• _Selection_:
══════════

However, after they leave, the machines they left behind are free to function as they wish. Forming their own communities, vehicles live lives completely human-free, as can be seen in the Cars series. However, in the absense of humans machines begin to run low on energy, and must take what they can from what remains of the earth’s oil reserves. At last even they run down and are gone, leaving only the cleanup machines who robotically fulfill their assigned tasks until they rust away. All but one, that is.

Wall-E, the last remaining of the Wall-E line of cleanup bots, continues his work by himself, accompanied by a single insect with an unnaturally long lifespan. Through his efforts and a complicated course of events he is able to convince humans to return to earth and begin to rebuild it. During this time, humans are quite few in number, and the only major inhabitants of earth are the insects, who have developed an incredible intelligence level in addition to their dramatically increased lifespans. A sample of this ‘civilization’ can be seen in A Bug’s Life.

Fast forward again, this time into the distant future. Humans are extinct, and have been replaced yet again by the last remaining animals, now known as Monsters. These monsters still require the energy absorbed from human beings to power their technology, but without humans in the present they must travel back to the heyday of humanity, around the year 2000 or so, using ‘magical’ wooden doors. They use the strength of human emotions as an energy source, first using fear, then switching to joy when it is proven joy is a stronger power source.

══════════

• _Parts of the exercise_:
1. In the timeline passage, what energy source do the Monsters switch to after fear?
2. Output the part of the timeline passage starting at "Fast forward again, this" and ending at "stronger power source.".
The data comes from a separate source.

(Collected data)
══════════

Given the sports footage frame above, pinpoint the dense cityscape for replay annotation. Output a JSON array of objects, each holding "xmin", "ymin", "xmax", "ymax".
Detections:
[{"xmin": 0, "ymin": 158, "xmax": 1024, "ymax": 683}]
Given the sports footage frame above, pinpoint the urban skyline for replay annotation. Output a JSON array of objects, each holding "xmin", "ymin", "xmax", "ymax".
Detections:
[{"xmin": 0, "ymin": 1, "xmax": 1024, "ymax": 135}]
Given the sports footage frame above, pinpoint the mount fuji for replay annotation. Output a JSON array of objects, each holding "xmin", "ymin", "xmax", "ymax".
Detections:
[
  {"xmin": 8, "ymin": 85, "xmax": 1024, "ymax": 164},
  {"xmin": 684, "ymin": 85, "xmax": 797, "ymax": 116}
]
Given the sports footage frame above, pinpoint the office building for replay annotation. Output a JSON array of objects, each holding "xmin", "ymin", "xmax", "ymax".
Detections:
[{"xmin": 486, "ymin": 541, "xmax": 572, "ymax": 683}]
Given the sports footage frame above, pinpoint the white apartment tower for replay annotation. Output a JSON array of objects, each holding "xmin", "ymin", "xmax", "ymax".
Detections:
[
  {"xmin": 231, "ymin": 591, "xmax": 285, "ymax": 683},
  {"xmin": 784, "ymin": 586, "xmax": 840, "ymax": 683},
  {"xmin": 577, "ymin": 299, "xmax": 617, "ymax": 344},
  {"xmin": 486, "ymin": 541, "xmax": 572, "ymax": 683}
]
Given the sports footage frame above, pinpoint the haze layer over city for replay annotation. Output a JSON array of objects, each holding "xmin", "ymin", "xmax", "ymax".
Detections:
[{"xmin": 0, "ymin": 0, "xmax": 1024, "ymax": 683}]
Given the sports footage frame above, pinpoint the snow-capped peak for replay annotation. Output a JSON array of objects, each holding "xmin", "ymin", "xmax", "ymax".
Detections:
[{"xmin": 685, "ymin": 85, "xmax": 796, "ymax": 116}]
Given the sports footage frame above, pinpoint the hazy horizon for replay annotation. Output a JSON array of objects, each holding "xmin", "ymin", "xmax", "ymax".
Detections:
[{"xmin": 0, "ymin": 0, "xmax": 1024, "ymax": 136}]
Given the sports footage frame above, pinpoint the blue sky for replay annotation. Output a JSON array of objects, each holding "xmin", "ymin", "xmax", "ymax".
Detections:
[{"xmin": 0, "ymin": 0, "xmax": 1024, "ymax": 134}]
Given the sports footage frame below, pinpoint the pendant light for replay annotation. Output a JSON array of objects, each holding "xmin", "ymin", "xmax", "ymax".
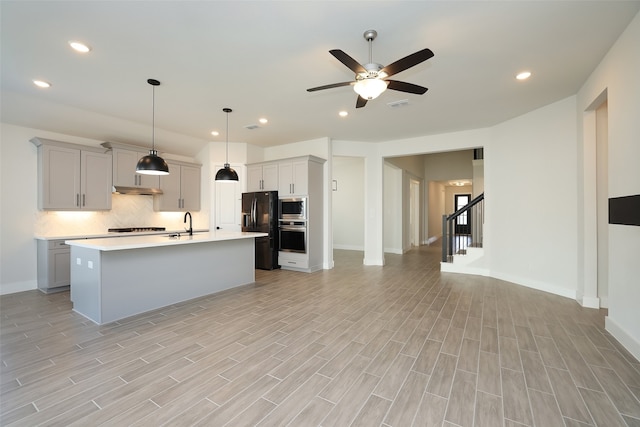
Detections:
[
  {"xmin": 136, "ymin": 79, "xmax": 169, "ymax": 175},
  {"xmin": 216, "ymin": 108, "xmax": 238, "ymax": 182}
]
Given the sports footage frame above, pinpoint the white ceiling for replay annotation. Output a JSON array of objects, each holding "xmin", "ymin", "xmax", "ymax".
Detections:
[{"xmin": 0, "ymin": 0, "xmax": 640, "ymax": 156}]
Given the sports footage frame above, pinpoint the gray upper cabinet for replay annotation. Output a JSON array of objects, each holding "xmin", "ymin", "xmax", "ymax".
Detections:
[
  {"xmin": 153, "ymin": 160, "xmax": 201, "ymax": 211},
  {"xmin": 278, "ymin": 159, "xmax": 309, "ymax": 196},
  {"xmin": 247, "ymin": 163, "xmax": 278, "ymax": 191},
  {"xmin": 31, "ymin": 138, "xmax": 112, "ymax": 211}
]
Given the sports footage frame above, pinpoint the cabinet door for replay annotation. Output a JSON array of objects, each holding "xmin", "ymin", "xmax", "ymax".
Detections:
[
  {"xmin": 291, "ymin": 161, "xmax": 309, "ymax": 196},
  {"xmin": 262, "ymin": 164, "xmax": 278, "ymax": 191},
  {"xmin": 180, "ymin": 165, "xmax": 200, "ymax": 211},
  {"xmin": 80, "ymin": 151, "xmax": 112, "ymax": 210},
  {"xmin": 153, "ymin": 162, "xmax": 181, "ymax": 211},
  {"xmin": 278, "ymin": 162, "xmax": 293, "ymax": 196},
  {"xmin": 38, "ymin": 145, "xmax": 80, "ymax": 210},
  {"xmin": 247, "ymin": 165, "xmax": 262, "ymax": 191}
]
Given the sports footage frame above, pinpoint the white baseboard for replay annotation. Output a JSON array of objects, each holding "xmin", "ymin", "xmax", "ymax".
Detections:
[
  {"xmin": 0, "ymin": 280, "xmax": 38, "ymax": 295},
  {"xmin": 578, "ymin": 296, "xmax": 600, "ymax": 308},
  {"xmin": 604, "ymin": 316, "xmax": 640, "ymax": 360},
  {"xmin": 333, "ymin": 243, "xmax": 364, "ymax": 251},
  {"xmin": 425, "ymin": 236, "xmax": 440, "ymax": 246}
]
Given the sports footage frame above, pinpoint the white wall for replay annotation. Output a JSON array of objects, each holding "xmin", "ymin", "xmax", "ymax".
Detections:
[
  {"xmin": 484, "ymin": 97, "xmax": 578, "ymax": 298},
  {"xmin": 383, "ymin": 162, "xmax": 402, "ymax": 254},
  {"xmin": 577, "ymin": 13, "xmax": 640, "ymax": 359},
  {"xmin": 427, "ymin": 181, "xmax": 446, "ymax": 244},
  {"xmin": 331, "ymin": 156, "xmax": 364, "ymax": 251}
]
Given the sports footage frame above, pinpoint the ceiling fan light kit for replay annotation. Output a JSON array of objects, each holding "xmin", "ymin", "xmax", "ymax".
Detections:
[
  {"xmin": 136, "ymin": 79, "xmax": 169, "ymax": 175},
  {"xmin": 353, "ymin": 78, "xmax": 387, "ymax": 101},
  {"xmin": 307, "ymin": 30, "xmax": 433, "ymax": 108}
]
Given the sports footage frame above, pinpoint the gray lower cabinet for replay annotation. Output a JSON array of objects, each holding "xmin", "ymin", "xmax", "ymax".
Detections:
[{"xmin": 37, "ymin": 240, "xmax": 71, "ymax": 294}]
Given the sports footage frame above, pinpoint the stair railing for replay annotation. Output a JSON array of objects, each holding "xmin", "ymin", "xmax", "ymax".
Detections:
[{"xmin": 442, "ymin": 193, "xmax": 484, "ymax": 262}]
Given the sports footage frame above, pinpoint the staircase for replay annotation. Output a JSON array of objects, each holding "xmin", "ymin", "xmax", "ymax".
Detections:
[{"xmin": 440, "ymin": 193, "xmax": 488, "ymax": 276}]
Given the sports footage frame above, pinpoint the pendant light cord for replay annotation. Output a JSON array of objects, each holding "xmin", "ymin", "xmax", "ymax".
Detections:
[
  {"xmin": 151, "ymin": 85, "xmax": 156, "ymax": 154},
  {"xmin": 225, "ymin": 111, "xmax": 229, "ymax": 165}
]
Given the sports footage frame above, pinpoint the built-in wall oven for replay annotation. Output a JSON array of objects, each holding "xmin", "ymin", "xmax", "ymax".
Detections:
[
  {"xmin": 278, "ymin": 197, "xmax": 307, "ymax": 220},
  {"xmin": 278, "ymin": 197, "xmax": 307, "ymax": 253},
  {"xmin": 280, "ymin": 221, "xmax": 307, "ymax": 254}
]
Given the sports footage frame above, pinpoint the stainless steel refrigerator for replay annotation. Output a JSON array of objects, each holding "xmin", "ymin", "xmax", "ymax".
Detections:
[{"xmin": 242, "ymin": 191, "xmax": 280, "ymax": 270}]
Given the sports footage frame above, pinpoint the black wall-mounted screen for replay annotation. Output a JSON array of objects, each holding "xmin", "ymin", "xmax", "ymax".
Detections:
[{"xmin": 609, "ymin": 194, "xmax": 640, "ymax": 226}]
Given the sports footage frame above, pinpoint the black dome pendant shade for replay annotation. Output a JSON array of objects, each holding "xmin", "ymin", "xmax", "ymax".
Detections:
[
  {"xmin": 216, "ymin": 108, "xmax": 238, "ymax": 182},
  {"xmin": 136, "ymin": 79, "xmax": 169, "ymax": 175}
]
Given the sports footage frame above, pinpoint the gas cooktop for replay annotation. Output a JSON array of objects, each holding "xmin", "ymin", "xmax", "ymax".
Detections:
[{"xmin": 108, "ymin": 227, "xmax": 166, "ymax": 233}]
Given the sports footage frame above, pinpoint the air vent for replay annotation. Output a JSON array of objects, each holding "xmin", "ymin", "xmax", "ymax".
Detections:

══════════

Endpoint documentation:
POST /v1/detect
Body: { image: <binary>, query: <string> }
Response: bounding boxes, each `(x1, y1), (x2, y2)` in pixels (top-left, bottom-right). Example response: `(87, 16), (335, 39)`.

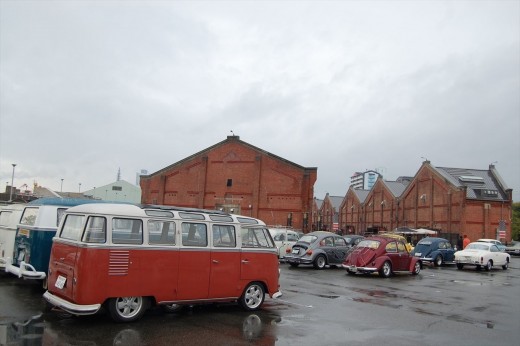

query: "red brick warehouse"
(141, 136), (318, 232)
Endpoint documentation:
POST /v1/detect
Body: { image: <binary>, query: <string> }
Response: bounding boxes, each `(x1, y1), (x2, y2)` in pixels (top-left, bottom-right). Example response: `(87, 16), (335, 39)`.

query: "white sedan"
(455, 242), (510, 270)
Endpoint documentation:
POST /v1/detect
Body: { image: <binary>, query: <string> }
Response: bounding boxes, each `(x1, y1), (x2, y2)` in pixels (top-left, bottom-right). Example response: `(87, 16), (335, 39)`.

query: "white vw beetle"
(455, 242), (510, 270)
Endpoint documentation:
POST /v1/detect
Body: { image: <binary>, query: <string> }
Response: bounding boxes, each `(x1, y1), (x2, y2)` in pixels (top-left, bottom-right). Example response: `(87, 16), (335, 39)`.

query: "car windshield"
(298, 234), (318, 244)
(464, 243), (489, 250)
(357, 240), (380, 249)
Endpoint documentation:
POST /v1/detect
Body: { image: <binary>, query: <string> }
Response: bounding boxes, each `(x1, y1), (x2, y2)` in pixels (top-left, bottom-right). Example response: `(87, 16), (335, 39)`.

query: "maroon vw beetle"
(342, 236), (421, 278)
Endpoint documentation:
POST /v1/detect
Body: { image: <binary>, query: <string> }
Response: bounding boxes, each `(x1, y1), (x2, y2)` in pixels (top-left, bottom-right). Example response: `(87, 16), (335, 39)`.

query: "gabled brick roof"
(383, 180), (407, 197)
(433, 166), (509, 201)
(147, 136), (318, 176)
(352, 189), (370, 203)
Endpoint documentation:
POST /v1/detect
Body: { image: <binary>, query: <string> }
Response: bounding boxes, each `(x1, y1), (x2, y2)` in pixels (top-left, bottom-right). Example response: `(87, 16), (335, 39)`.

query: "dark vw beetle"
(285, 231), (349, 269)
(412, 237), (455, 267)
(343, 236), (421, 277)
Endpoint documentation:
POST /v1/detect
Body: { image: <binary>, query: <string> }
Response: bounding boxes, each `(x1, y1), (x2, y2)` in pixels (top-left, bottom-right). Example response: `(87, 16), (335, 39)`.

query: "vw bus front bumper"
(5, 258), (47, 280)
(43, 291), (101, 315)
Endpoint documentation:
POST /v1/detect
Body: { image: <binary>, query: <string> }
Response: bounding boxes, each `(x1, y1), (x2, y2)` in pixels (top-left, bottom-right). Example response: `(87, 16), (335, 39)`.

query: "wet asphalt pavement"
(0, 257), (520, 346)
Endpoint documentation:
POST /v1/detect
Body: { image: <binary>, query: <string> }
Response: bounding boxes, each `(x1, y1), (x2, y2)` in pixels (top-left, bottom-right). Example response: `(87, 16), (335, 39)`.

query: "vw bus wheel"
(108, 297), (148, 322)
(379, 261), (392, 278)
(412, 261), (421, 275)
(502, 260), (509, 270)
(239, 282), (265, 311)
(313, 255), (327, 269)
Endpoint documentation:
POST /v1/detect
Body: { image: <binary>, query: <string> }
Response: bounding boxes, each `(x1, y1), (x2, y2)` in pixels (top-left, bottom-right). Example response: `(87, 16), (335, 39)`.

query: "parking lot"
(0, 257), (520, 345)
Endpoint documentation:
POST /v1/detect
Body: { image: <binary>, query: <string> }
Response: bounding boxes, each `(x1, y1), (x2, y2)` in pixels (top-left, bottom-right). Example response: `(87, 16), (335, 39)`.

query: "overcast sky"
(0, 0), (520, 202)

══════════

• _Answers to the exercises_:
1. Joy, because it is proven to be a stronger power source.

2.
Fast forward again, this time into the distant future. Humans are extinct, and have been replaced yet again by the last remaining animals, now known as Monsters. These monsters still require the energy absorbed from human beings to power their technology, but without humans in the present they must travel back to the heyday of humanity, around the year 2000 or so, using ‘magical’ wooden doors. They use the strength of human emotions as an energy source, first using fear, then switching to joy when it is proven joy is a stronger power source.